▶ _Exercise data_
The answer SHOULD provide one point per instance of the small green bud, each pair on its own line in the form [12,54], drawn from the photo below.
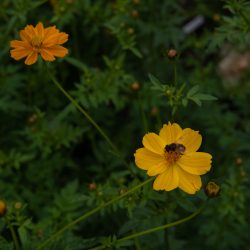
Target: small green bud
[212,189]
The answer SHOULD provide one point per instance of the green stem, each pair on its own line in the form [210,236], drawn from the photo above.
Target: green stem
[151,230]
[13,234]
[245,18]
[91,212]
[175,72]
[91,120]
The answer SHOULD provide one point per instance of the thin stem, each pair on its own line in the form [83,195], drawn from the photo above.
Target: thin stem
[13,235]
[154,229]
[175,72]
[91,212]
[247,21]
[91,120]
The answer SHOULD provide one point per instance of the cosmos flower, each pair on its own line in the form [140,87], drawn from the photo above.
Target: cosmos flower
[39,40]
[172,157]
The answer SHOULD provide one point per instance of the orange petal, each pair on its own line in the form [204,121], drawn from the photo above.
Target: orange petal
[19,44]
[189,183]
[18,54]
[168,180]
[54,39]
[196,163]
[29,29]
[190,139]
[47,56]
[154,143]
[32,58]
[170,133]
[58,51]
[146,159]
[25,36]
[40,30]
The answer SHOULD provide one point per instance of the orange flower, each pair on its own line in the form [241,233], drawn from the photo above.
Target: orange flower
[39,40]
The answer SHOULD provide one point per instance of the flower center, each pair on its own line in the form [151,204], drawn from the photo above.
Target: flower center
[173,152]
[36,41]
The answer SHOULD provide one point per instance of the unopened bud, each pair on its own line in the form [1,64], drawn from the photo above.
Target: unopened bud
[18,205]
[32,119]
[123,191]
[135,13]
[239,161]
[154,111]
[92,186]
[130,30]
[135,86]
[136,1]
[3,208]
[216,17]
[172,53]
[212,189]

▶ _Work item_
Every line in the records is to be retyped exactly as it stands; the pictures stay out.

▶ _Exercise output_
The answer SHOULD provide one point per instance of the small green bud, each pair on its own line in the form [12,54], drawn from the photo below.
Target: small green bud
[212,189]
The answer SHOULD provide one point per instance of the green stem, each pair on its own line in the form [210,236], drawn from the photo above.
Target: green stem
[151,230]
[13,234]
[245,18]
[91,212]
[175,72]
[91,120]
The answer SHOULD provide one point per instance of the thin stem, each pair on its own line in the form [83,195], drawn from the photo above.
Target: thin stem
[13,235]
[154,229]
[175,72]
[91,212]
[247,21]
[91,120]
The answer SHOULD provide one point per instance of the cosmos flower, each pair on its own line in the form [140,87], drawn from the photo above.
Target: cosmos flower
[39,40]
[172,157]
The answer SHOULD provide one point per instance of the orange petal, each pair on its own line in the form [204,121], drawn from the photo above.
Target: orange petal
[19,44]
[189,183]
[18,54]
[168,180]
[54,39]
[196,163]
[29,29]
[190,139]
[47,56]
[154,143]
[32,58]
[170,133]
[58,51]
[146,159]
[25,36]
[40,30]
The answer SHOULD provide one point per instance of the orange flower, each pair on its own line in the form [241,233], drawn from the photo above.
Target: orange flower
[39,40]
The answer SHOULD provide one point per instance of the flower center, each pair on its own line in the form [151,204], drawn from the photo above.
Target: flower center
[173,152]
[36,41]
The answer SHOULD provide one point per instance of the unopened bud, each pair on its own line in the form [1,64], drawn from the photo above.
Target: unopened bud
[18,205]
[32,119]
[123,191]
[135,13]
[239,161]
[154,111]
[92,186]
[130,30]
[135,86]
[136,1]
[3,208]
[216,17]
[172,53]
[212,189]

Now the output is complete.